##### Information supplied

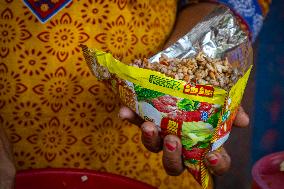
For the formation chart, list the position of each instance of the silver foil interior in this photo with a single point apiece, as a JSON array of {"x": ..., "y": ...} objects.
[{"x": 217, "y": 34}]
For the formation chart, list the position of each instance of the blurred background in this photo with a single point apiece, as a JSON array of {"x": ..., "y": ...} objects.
[{"x": 263, "y": 100}]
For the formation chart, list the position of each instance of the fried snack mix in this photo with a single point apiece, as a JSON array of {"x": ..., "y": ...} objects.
[{"x": 192, "y": 89}]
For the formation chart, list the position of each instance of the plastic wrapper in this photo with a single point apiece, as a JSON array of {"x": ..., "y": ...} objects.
[{"x": 200, "y": 114}]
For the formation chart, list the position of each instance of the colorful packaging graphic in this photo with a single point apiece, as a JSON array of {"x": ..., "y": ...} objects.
[{"x": 201, "y": 115}]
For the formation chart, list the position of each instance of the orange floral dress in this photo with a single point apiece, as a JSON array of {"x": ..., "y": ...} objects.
[{"x": 55, "y": 112}]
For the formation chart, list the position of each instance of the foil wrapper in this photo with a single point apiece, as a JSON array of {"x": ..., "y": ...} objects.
[
  {"x": 201, "y": 115},
  {"x": 218, "y": 35}
]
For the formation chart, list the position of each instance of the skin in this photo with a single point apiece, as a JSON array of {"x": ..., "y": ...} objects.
[
  {"x": 7, "y": 168},
  {"x": 171, "y": 158}
]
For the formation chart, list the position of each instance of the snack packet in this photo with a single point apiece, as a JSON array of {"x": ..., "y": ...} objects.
[{"x": 192, "y": 89}]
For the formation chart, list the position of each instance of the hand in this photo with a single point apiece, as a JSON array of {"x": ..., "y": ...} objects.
[
  {"x": 7, "y": 168},
  {"x": 217, "y": 162}
]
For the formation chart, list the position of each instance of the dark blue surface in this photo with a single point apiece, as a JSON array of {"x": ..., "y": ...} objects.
[{"x": 268, "y": 129}]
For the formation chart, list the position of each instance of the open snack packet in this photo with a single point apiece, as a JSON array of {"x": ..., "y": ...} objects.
[{"x": 192, "y": 89}]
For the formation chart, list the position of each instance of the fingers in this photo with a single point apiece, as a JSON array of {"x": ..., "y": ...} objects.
[
  {"x": 132, "y": 117},
  {"x": 172, "y": 160},
  {"x": 150, "y": 137},
  {"x": 218, "y": 162},
  {"x": 242, "y": 119}
]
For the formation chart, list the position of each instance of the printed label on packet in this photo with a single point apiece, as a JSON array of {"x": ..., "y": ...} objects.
[{"x": 159, "y": 82}]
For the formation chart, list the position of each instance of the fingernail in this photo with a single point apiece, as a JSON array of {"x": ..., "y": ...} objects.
[
  {"x": 147, "y": 132},
  {"x": 171, "y": 145},
  {"x": 212, "y": 159}
]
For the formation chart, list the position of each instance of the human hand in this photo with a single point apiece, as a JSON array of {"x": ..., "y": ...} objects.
[
  {"x": 7, "y": 168},
  {"x": 217, "y": 162}
]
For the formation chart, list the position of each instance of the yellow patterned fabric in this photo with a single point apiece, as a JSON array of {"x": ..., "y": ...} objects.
[{"x": 55, "y": 112}]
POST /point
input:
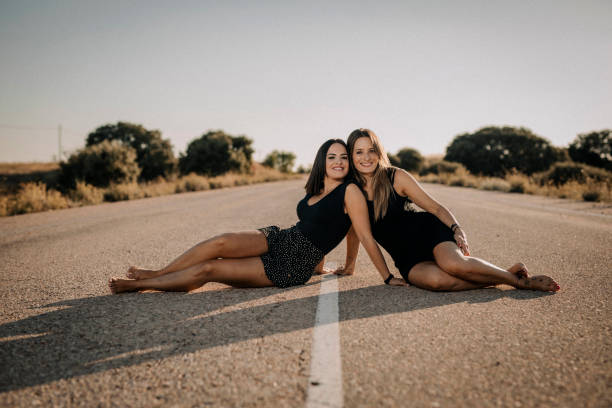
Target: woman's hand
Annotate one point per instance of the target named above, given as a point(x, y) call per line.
point(461, 240)
point(398, 282)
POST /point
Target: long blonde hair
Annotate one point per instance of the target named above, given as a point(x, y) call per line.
point(381, 186)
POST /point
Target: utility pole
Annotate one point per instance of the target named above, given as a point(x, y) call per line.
point(59, 143)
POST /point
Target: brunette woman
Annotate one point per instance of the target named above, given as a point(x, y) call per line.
point(429, 248)
point(271, 256)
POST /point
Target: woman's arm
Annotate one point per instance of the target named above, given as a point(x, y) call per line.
point(352, 248)
point(356, 207)
point(406, 185)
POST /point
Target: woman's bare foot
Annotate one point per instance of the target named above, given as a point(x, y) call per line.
point(138, 273)
point(539, 282)
point(519, 270)
point(117, 285)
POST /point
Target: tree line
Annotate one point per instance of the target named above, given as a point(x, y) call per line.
point(125, 152)
point(496, 151)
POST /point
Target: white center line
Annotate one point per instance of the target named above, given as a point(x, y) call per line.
point(325, 382)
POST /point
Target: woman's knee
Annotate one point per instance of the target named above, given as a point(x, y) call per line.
point(221, 242)
point(454, 264)
point(205, 270)
point(426, 277)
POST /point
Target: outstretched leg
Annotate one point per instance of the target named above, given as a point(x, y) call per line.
point(427, 275)
point(231, 245)
point(450, 259)
point(244, 272)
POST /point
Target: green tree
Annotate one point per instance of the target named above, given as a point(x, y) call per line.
point(280, 160)
point(410, 159)
point(495, 151)
point(100, 164)
point(216, 152)
point(154, 155)
point(394, 160)
point(593, 148)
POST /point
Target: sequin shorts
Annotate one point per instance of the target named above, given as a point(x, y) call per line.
point(291, 257)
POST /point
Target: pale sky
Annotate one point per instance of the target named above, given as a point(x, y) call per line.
point(292, 74)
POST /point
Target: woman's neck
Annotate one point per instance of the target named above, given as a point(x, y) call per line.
point(367, 179)
point(329, 184)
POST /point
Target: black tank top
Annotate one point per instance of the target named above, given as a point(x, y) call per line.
point(324, 223)
point(387, 230)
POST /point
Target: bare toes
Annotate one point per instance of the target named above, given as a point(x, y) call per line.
point(544, 283)
point(519, 269)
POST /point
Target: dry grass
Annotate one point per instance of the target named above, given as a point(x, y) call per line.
point(192, 182)
point(26, 168)
point(86, 194)
point(591, 190)
point(35, 196)
point(494, 184)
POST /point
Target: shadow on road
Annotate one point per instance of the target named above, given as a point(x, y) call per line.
point(95, 334)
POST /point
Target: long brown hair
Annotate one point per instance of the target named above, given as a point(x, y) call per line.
point(381, 186)
point(314, 185)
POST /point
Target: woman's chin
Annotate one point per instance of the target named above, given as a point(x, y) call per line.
point(366, 171)
point(337, 176)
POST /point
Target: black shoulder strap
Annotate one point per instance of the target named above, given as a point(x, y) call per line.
point(391, 174)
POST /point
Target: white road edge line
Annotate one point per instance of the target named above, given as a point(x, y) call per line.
point(325, 382)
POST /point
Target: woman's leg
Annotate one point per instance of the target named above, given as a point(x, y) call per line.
point(244, 272)
point(450, 259)
point(231, 245)
point(428, 275)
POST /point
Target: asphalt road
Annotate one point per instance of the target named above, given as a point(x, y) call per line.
point(65, 341)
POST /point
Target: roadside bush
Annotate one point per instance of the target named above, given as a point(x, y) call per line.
point(154, 155)
point(159, 187)
point(494, 151)
point(591, 195)
point(100, 165)
point(562, 173)
point(440, 166)
point(192, 182)
point(394, 160)
point(594, 149)
point(495, 184)
point(34, 197)
point(86, 194)
point(123, 191)
point(280, 160)
point(215, 153)
point(460, 178)
point(410, 159)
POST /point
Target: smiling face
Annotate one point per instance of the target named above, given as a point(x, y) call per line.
point(365, 159)
point(336, 162)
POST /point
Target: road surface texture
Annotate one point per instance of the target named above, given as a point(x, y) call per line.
point(65, 341)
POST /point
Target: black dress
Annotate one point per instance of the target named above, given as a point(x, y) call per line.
point(294, 252)
point(407, 235)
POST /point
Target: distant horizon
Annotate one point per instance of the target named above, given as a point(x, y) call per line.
point(291, 75)
point(426, 155)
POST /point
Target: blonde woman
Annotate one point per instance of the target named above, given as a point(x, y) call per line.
point(429, 248)
point(272, 256)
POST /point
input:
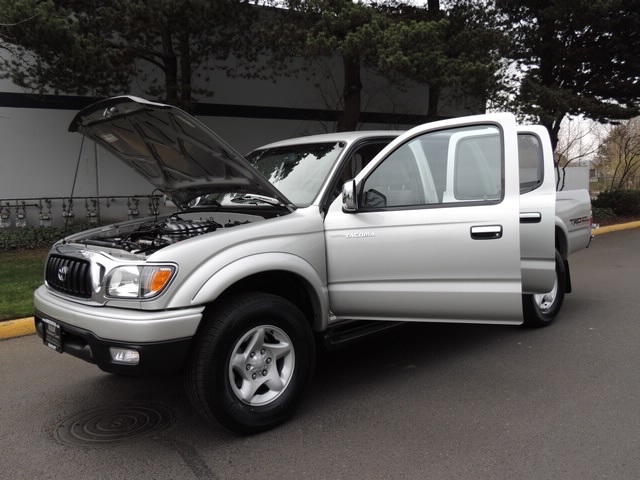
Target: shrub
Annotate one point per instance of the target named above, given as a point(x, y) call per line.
point(603, 215)
point(623, 203)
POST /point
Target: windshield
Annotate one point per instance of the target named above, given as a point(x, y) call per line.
point(298, 171)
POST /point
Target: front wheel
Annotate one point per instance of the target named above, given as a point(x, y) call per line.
point(251, 363)
point(541, 309)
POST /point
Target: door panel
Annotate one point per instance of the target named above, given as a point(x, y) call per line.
point(436, 234)
point(537, 210)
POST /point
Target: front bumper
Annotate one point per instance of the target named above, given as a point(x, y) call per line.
point(155, 358)
point(162, 338)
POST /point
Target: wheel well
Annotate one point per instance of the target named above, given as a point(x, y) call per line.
point(284, 284)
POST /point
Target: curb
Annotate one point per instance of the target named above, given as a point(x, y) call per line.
point(616, 228)
point(17, 328)
point(26, 326)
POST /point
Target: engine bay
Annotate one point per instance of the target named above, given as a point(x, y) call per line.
point(152, 235)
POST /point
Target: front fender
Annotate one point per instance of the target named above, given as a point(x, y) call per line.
point(242, 268)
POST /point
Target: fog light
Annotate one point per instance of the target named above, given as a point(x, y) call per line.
point(124, 356)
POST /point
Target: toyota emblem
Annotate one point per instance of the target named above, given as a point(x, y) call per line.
point(62, 273)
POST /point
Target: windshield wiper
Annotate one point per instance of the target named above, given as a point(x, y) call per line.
point(254, 198)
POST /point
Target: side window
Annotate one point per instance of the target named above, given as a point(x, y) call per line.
point(453, 166)
point(531, 162)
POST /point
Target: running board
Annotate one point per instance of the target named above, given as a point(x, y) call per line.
point(353, 330)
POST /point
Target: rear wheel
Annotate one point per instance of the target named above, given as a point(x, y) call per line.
point(251, 363)
point(541, 309)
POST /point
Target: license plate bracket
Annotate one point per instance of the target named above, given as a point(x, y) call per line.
point(52, 334)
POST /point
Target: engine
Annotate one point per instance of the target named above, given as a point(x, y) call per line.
point(149, 237)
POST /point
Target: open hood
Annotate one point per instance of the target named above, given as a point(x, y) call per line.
point(178, 154)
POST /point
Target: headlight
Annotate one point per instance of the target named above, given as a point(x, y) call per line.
point(137, 281)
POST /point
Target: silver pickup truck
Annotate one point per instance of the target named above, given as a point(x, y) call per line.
point(330, 237)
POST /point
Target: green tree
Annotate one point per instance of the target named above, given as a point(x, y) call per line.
point(457, 49)
point(618, 159)
point(576, 57)
point(96, 47)
point(314, 29)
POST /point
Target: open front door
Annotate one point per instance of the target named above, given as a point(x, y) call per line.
point(435, 235)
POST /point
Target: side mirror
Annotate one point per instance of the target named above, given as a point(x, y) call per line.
point(349, 202)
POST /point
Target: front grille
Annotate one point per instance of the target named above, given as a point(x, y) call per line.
point(69, 275)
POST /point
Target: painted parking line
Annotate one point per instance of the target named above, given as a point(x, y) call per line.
point(17, 328)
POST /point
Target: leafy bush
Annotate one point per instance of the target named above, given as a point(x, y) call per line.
point(34, 237)
point(603, 216)
point(623, 203)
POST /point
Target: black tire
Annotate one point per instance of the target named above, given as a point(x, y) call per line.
point(251, 362)
point(541, 310)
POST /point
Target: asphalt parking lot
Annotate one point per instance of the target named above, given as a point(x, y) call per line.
point(420, 402)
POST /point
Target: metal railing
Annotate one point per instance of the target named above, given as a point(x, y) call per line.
point(65, 211)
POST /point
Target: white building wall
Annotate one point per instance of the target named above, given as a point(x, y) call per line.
point(38, 158)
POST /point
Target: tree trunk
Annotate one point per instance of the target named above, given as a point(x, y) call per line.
point(170, 61)
point(434, 99)
point(350, 115)
point(186, 102)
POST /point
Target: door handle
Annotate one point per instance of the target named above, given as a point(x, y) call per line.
point(486, 232)
point(530, 217)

##########

» **Brief**
All lines in the data that contain the word "door" should be copied.

» **Response to this task**
Target: door panel
Target: open front door
Target: door handle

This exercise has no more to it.